[Point localization data]
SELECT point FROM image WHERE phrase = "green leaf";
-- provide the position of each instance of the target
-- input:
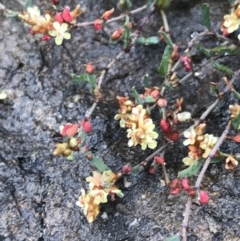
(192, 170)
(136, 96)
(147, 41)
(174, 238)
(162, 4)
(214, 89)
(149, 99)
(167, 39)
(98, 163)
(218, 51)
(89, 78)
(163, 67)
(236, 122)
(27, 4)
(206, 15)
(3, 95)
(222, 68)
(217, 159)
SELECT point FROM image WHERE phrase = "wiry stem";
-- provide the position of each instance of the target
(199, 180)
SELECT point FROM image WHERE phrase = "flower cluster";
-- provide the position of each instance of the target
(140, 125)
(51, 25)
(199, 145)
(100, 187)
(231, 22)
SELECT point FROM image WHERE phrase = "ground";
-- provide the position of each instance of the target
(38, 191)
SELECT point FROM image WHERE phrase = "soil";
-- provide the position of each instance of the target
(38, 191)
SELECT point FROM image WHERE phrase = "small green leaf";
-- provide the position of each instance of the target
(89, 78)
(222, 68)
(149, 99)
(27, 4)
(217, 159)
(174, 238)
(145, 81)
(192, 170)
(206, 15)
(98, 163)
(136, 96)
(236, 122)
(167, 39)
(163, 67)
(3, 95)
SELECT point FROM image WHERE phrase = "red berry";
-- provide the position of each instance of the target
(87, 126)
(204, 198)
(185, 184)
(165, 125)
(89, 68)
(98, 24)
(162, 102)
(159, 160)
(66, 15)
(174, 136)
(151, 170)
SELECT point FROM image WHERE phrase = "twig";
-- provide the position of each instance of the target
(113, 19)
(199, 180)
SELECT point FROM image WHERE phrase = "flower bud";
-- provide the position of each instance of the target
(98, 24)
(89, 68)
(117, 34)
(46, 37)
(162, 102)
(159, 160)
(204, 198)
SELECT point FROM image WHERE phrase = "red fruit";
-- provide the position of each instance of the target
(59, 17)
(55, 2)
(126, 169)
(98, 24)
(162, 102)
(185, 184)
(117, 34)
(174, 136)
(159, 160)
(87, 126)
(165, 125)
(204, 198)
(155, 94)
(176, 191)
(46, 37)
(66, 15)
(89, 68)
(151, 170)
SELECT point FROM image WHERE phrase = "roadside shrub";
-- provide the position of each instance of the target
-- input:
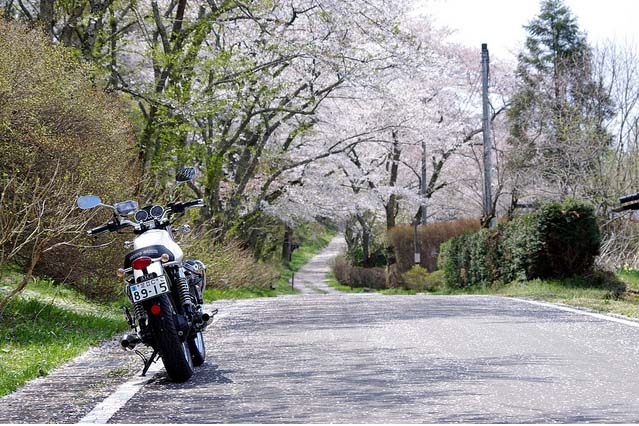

* * *

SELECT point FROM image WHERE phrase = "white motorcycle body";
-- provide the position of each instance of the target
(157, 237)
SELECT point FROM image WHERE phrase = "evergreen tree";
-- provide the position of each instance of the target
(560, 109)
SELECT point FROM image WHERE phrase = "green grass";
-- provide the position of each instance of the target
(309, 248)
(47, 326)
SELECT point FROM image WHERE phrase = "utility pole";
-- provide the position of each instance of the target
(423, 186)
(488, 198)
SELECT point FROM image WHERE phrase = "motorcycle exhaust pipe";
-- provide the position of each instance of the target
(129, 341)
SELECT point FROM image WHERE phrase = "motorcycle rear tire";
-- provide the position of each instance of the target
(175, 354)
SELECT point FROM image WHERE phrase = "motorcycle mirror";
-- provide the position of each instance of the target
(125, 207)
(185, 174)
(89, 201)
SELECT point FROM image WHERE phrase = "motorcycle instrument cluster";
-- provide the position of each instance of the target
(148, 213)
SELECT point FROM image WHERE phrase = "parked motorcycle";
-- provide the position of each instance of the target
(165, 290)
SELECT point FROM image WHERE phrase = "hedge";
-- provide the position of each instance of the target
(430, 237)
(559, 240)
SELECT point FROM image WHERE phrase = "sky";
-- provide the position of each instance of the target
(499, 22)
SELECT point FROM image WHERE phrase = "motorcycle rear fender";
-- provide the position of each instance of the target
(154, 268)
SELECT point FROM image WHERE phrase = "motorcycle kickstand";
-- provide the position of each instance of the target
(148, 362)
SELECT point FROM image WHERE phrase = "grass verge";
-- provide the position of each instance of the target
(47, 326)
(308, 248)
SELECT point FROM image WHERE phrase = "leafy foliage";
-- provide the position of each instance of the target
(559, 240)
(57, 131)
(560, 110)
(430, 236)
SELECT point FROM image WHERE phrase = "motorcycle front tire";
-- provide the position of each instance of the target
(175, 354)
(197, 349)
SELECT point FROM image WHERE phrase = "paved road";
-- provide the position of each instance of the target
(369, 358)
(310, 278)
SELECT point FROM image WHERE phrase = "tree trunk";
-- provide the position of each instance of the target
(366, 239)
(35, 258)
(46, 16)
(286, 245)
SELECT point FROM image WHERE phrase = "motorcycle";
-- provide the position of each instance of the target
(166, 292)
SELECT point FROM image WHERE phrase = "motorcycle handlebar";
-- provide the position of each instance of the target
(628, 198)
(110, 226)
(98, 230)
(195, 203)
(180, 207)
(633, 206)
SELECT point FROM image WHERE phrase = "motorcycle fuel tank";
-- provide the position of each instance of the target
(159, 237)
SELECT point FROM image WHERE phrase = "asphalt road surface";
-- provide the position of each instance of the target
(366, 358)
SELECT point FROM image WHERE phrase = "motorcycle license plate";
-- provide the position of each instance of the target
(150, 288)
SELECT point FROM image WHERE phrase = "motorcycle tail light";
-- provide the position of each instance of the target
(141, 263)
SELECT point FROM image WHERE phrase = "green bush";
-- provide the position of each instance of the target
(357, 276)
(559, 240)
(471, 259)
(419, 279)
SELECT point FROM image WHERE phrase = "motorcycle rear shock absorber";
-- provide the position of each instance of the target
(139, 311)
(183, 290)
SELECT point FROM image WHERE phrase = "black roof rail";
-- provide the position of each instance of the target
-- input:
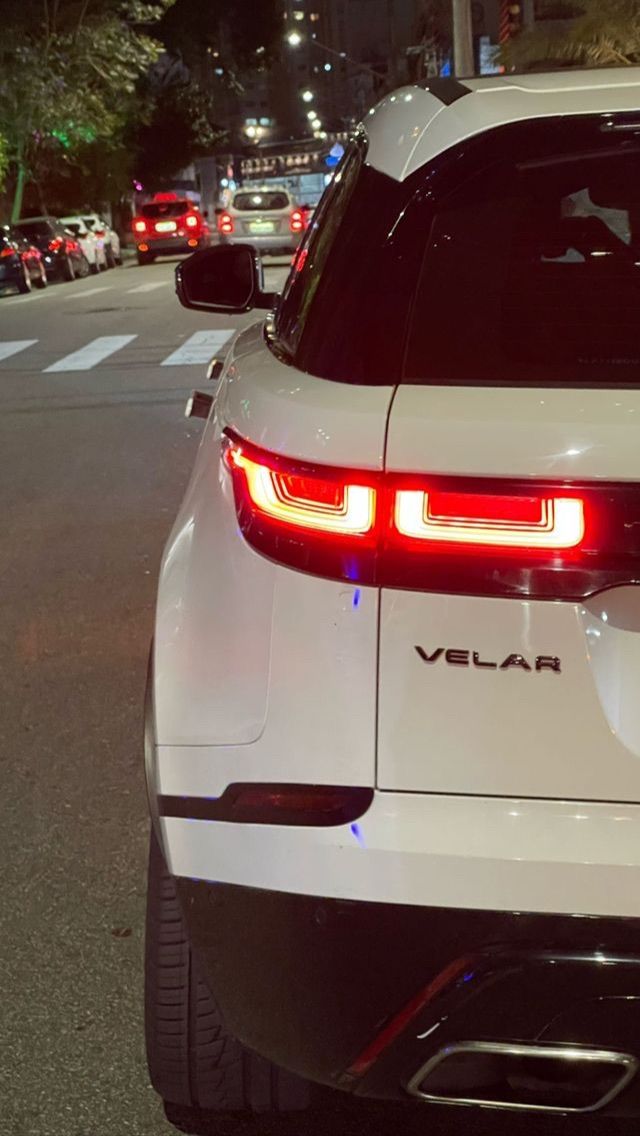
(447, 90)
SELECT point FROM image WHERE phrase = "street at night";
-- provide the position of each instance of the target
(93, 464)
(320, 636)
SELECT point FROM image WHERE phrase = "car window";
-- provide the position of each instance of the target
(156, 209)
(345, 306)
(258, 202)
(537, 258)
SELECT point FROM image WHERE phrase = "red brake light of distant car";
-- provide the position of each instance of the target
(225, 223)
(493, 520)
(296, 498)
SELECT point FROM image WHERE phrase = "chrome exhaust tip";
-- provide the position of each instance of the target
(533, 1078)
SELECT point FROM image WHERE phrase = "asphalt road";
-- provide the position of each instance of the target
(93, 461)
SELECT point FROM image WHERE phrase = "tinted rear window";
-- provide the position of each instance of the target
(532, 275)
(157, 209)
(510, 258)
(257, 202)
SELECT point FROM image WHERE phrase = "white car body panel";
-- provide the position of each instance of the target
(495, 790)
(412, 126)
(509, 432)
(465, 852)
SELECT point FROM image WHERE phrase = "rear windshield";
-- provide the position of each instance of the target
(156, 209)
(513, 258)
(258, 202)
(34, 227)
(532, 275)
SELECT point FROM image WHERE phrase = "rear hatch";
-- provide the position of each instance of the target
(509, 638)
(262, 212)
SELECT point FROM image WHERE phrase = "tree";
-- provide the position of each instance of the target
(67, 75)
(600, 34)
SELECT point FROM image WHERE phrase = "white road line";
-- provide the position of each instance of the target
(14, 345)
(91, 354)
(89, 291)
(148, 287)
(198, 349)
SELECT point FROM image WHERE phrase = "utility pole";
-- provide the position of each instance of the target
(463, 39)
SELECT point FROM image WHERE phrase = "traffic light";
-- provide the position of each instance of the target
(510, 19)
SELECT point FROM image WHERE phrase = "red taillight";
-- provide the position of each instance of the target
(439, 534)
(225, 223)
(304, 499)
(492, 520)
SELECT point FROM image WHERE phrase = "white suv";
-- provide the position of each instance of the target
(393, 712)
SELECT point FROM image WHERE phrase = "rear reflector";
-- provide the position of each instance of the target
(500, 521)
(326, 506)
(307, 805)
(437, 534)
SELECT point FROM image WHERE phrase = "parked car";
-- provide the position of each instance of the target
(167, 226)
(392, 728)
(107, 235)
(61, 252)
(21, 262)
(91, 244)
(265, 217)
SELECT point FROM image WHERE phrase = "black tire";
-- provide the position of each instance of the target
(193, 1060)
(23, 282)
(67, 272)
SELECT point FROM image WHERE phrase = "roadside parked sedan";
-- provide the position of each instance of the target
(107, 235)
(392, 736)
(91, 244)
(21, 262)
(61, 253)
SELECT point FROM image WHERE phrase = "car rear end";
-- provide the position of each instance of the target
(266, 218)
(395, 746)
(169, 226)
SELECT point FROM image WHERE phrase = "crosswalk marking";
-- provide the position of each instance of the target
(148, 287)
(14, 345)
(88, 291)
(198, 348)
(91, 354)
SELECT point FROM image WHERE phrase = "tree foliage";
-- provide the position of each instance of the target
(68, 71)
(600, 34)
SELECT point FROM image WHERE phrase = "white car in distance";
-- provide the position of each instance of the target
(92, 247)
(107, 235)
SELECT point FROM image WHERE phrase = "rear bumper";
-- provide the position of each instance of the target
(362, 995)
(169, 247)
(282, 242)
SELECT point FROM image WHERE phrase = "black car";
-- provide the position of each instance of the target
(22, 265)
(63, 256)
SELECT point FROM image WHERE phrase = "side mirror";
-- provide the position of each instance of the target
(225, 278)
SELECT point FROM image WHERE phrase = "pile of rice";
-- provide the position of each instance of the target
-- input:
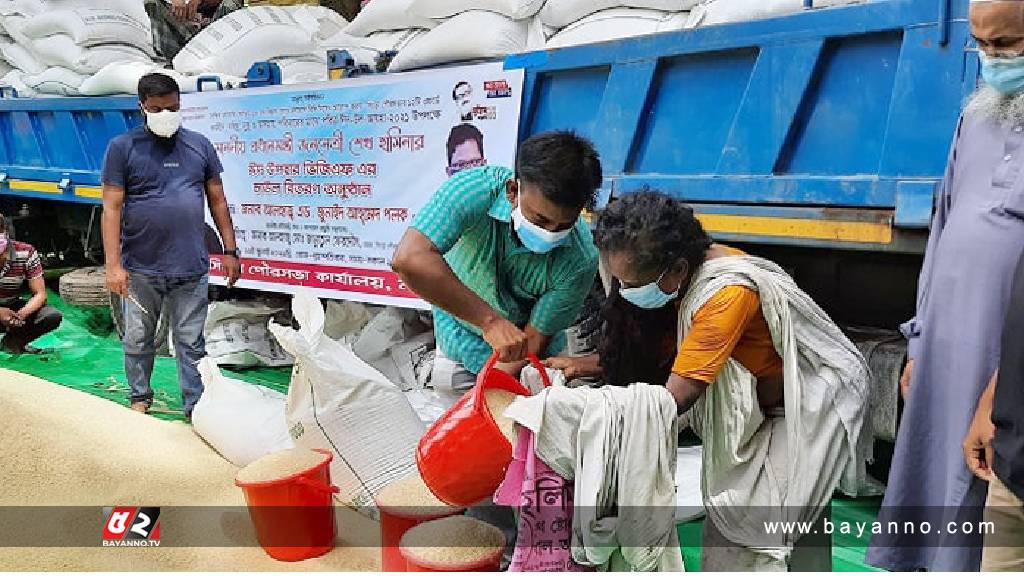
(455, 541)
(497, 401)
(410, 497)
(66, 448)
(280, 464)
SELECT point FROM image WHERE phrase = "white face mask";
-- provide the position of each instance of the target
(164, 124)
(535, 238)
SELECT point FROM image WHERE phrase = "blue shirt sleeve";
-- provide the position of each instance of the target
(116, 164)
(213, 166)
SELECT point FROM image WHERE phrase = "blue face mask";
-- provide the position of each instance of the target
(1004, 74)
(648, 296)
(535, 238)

**What you will do**.
Where a line of the data above includes the string "exhaust", pull it out.

**Output of the task**.
SELECT point FROM image WHERE phrase = "motorcycle exhaust pipe";
SELECT point FROM image WHERE phrase = "chrome exhaust tip";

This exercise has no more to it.